* [Directive]:
Reproduce every entry in the listing without alteration.

* [Listed records]:
++++++

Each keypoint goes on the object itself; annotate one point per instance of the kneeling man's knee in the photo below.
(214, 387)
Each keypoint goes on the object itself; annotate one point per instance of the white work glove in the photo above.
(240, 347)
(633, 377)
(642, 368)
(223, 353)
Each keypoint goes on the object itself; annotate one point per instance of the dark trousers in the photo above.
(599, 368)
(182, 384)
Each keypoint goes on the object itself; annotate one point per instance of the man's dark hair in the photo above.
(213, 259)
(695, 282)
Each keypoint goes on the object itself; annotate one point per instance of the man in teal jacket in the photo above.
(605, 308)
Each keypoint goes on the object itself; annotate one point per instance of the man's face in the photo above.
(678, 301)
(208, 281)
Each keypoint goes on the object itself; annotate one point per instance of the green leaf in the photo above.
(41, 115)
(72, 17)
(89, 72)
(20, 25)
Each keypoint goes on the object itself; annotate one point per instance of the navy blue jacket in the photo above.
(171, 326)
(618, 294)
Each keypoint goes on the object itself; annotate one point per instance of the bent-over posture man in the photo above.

++++++

* [Full response]:
Each keypoint goes on the object itself; annotate one point per instance of the kneeling man's knee in the photo below.
(214, 387)
Each keypoint goes on the object itself; annotate one point per instance of the white work glove in the photo above.
(240, 347)
(633, 377)
(642, 368)
(223, 353)
Each keypoint goes on the object itself; annotate one point per instance of the dark trousers in the photo above.
(599, 368)
(182, 384)
Each keypoint goes on the object itself; annotate one point per instance of the man's dark hair in the photo above.
(213, 259)
(695, 282)
Each keypoint goes on the object itself; annotate one point per instance of the man in teal jacket in the photo above.
(605, 308)
Each keypoint goes on the object itself; annotate one point per instance of the man's face in the photo above.
(678, 301)
(208, 281)
Each keypoint goes on the object itself; annotate one point per instance of the green leaf in the photo above.
(41, 115)
(72, 17)
(89, 72)
(20, 25)
Each keypoint goes on the object itself; annotate one point per instance of the navy blue jacket in the photo above.
(171, 326)
(618, 294)
Each keypoint goes on the object itself; annotate one point per instance of the bent-over posture man in the photo above.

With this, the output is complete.